EXERCISE DESCRIPTION: Please copy the listing below in its entirety, without alteration.

MATERIAL PROVIDED:
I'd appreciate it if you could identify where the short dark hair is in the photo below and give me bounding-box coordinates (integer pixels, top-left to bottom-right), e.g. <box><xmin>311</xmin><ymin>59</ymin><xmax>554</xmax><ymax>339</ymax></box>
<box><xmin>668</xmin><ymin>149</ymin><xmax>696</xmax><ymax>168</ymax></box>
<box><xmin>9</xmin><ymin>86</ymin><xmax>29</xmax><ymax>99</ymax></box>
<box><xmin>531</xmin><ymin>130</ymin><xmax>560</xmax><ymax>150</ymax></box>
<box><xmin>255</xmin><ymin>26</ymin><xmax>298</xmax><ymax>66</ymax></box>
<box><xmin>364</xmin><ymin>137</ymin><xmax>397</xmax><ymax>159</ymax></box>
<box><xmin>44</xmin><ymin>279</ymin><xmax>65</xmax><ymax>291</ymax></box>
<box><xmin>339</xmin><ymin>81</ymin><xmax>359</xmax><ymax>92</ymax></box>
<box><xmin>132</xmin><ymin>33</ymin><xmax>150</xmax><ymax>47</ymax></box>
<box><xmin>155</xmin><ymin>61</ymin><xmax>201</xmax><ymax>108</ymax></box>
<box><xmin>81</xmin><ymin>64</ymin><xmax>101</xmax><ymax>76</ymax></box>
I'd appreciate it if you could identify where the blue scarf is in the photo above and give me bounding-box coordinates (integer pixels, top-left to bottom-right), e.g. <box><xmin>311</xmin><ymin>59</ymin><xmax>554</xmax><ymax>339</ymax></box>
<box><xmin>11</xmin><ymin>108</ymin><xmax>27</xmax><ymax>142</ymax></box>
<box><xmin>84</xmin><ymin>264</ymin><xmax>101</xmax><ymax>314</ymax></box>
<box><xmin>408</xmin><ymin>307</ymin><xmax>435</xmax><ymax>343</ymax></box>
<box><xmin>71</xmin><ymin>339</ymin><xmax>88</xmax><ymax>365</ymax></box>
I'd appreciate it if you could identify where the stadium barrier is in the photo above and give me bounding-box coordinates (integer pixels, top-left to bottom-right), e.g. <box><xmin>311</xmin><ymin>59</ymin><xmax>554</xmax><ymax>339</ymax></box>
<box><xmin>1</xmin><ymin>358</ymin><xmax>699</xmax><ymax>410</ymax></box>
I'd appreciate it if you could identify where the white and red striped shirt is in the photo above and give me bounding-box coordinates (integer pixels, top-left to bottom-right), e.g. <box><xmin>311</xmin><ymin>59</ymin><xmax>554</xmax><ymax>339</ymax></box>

SOLUTION FOR THIS EXERCISE:
I'd appreciate it if you could identify where the short dark hair is in the photo below and give me bounding-box coordinates (integer pixels, top-left to bottom-right), e.g. <box><xmin>311</xmin><ymin>59</ymin><xmax>554</xmax><ymax>339</ymax></box>
<box><xmin>668</xmin><ymin>149</ymin><xmax>696</xmax><ymax>168</ymax></box>
<box><xmin>9</xmin><ymin>86</ymin><xmax>29</xmax><ymax>99</ymax></box>
<box><xmin>531</xmin><ymin>130</ymin><xmax>560</xmax><ymax>150</ymax></box>
<box><xmin>255</xmin><ymin>26</ymin><xmax>298</xmax><ymax>66</ymax></box>
<box><xmin>364</xmin><ymin>137</ymin><xmax>397</xmax><ymax>159</ymax></box>
<box><xmin>44</xmin><ymin>279</ymin><xmax>65</xmax><ymax>291</ymax></box>
<box><xmin>339</xmin><ymin>81</ymin><xmax>359</xmax><ymax>92</ymax></box>
<box><xmin>132</xmin><ymin>33</ymin><xmax>150</xmax><ymax>47</ymax></box>
<box><xmin>155</xmin><ymin>61</ymin><xmax>201</xmax><ymax>108</ymax></box>
<box><xmin>81</xmin><ymin>64</ymin><xmax>101</xmax><ymax>76</ymax></box>
I'd appreciate it if you could identify where the blue scarf is in the photo above and give me bounding-box coordinates (integer pixels, top-left to bottom-right), e.g. <box><xmin>311</xmin><ymin>59</ymin><xmax>554</xmax><ymax>339</ymax></box>
<box><xmin>11</xmin><ymin>108</ymin><xmax>27</xmax><ymax>142</ymax></box>
<box><xmin>84</xmin><ymin>264</ymin><xmax>101</xmax><ymax>314</ymax></box>
<box><xmin>408</xmin><ymin>307</ymin><xmax>435</xmax><ymax>343</ymax></box>
<box><xmin>71</xmin><ymin>339</ymin><xmax>88</xmax><ymax>365</ymax></box>
I'd appreciate it if you could identify where the stadium barrier is in the photo above and give me bounding-box coordinates (integer pixels, top-left to bottom-right), e.g. <box><xmin>311</xmin><ymin>59</ymin><xmax>554</xmax><ymax>339</ymax></box>
<box><xmin>1</xmin><ymin>358</ymin><xmax>699</xmax><ymax>410</ymax></box>
I'd appreciate it if you could identify where the white and red striped shirt is in the photo above and give me bounding-box coordinates (integer pixels, top-left to bottom-right), e.g. <box><xmin>311</xmin><ymin>59</ymin><xmax>554</xmax><ymax>339</ymax></box>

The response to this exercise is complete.